Source document -
-- -- --
Equality of opportunity is not fully assured. There are substantial differences from one region to another. Members of non-Russian ethnic groups, especially those from the Caucasus, suffer systematic discrimination in the educational system and on the job market. Social exclusion extends to people living in the Northern Caucasus, where in some regions living standards are far below the Russian average and a quarter of the population is unemployed and wages are fare below the national average. There are considerable communities of homeless individuals in large Russian cities. In the whole of Russia, women have equal access to education but are underrepresented in the political system and in business management.
2.6. Economic performance
After the dramatic deterioration in macroeconomic fundamentals caused by the 1998 financial crisis, an improved economic environment - characterized by an undervalued ruble, rising prices for Russian exports of raw materials in the world market, and low real wages - laid the foundations for significant economic improvement. Since Putin took office in 2000, the state’s economic policy has attempted to maintain this upswing with comprehensive economic reforms. During the period from 1999 to 2004, Russia’s economy has grown on average by 7% a year. At the same time, all key macroeconomic indicators have improved considerably, apart from the unemployment rate which remains close to 10%. Inflation has been brought down to 10%. Due to high world market prices for Russian raw material exports, the foreign trade balance is positive and the state budget runs a surplus. Russia has used this surplus to reduce its sovereign debts.
Russian economic policy is focused on medium-term economic growth. President Putin has set ambitious goals for GDP growth over the next years, which he presents as top priority. Ecological concerns are entirely subordinated to growth efforts, despite a considerable legacy of environmental damage from the Soviet era. Accordingly, environmental aspects are only on the political agenda when they promise to deliver economic gains, as in the case of emissions trade (Kyoto protocol) or marketable innovations. The long-term political effort to reduce the economic dependence on raw material production would also reduce negative environmental effects. However, environmental concern is hardly ever mentioned as a reason for this strategy. The limited institutional base for environmental protection, in both state and NGO settings, has been weakened further by administrative reforms under Putin. Most of the responsibility for environmental questions has been transferred from a now dissolved separate ministry to the ministries dealing with the respective branches of industry.
-- -- --
Data section -
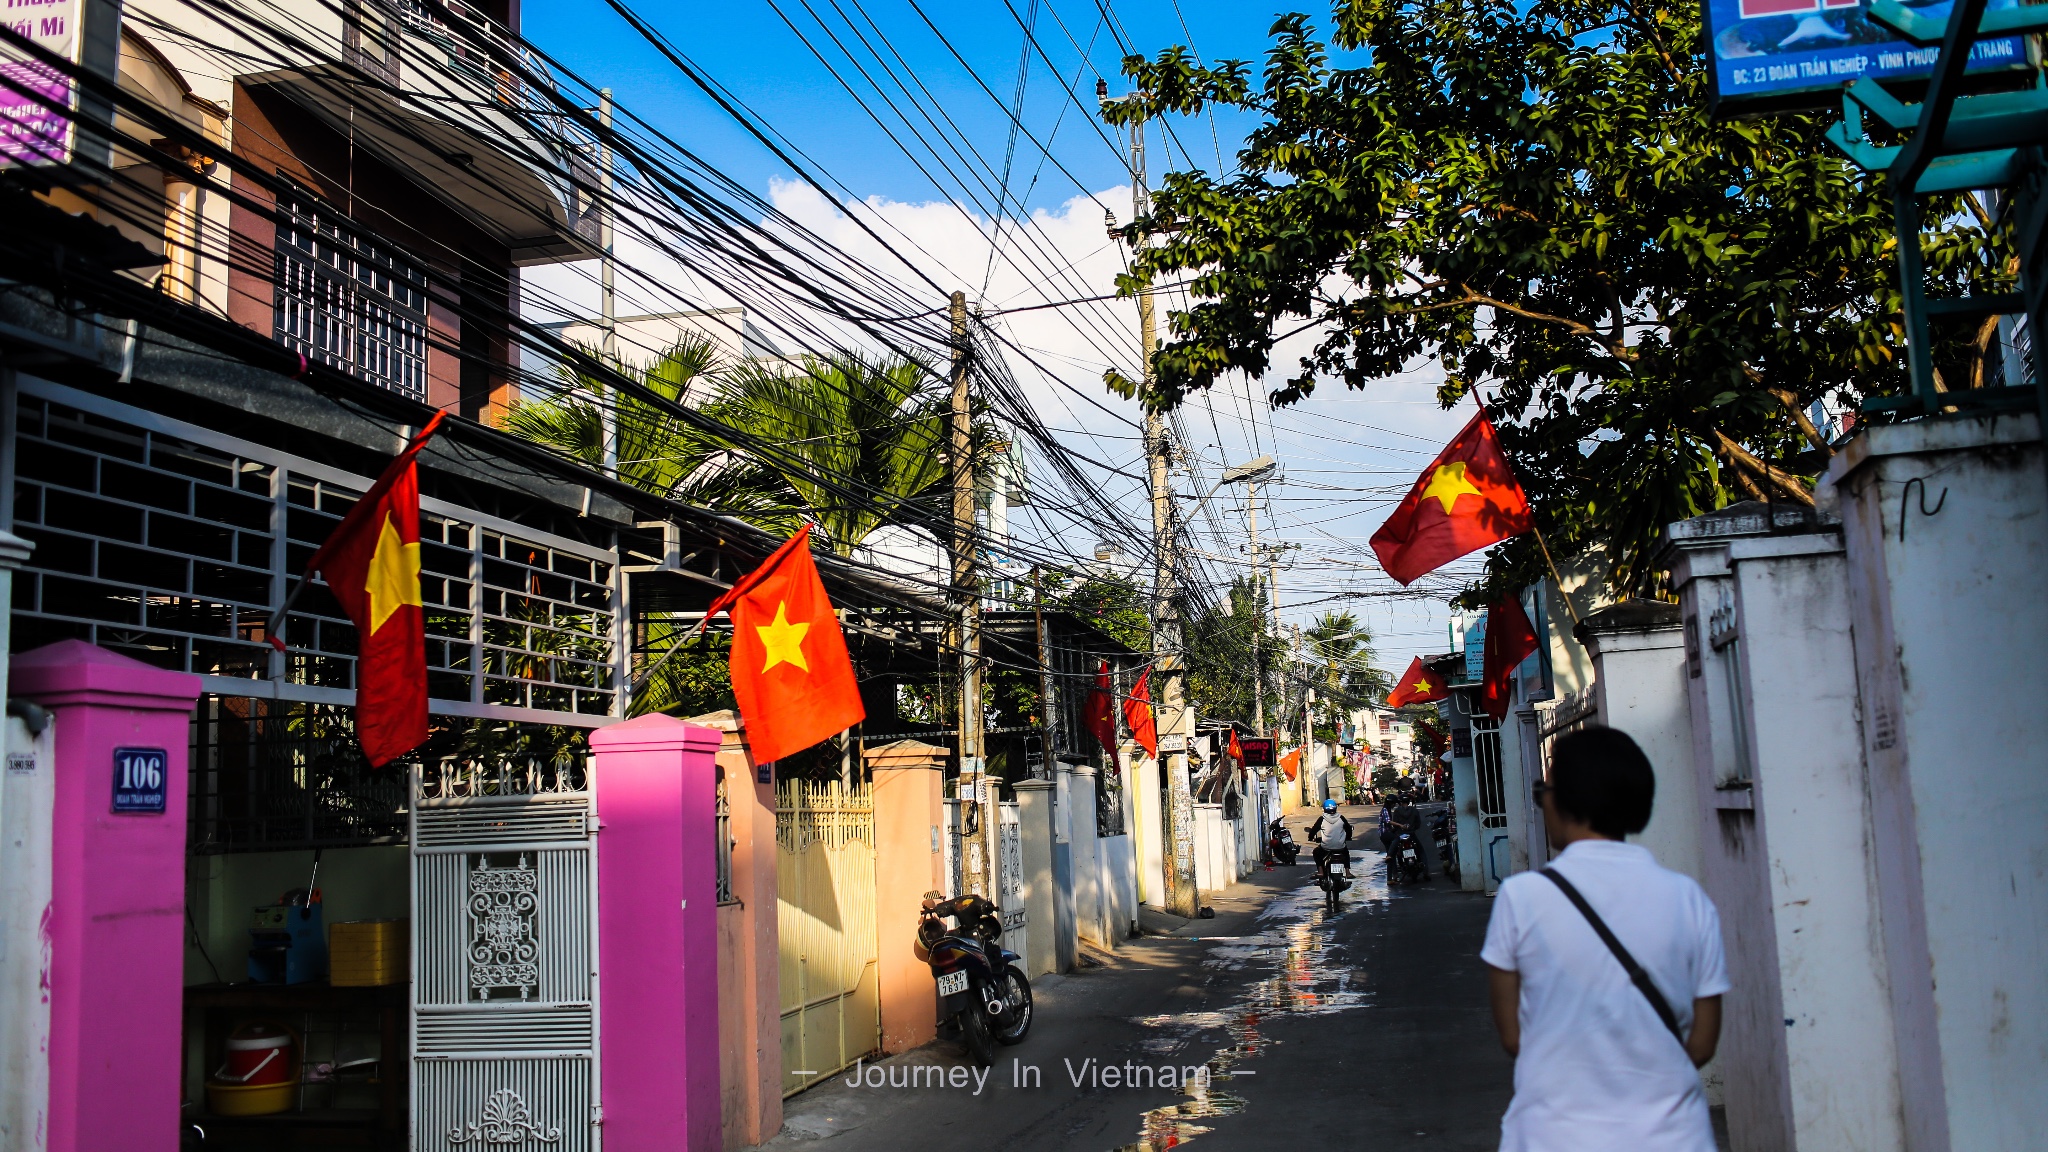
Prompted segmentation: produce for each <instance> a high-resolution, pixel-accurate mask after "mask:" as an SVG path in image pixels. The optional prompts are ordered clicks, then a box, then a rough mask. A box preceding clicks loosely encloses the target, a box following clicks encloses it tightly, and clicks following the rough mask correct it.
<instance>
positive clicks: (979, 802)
-- -- --
Task instructions -
A. Answer these from the passage on Russia's society and economy, one per line:
(i) By what average rate per year did Russia's economy grow from 1999 to 2004?
(ii) Which group has equal access to education but is underrepresented in the political system and in business management?
(iii) To whom was most of the responsibility for environmental questions transferred?
B. Resume the passage on Russia's society and economy after its last sentence.
The listing stands apart from the passage on Russia's society and economy.

Results of the exercise -
A.
(i) 7%
(ii) Women
(iii) The ministries dealing with the respective branches of industry

B.
Russia inherited from the Soviet Union an educational system with comparatively high standards, able to compete on a world scale in some segments. Under post-Soviet conditions, however, the country has been unable to put this educational potential to good economic use. Rather, Russia has faced mass emigration of top personnel. Funding shortages have now greatly reduced the quality of the state educational system. The private educational sector has not developed far enough to make up this deficiency. Research and development is still up to world standards in some areas, e.g. space technology, but in general, Russia is below the level of OECD countries in quantitative as well as qualitative terms. Russia spends 1.2% of its GDP on research and development and 3.1% on education.
3.1 Level of difficulty
The level of difficulty of the transformation tasks faced by Russia’s leadership can be considered moderate. Structural socioeconomic conditions that will dominate the political process for the long term are comparatively positive, with a high level of education, a moderate level of economic development, and quite a homogeneous and conflict-free society, apart from the Northern Caucasus. Weak traditions of civil society and deficits in the rule of law and in governmental administration have an adverse impact on transformation into a market-based democracy.
3.2 Steering capability
While Russian policies under President Yeltsin (1993-99) presented a largely desolate picture of incompetence and short-term power grabs, after President Putin took office in 2000, he immediately defined clear, long-term priorities that have dominated the policies of his administration until today. However, these long-term priorities are not consistent with the idea of a transformation to a market-based democracy. Politically, the main aim is control by the state executive over the legislative process and over the implementation of policy measures.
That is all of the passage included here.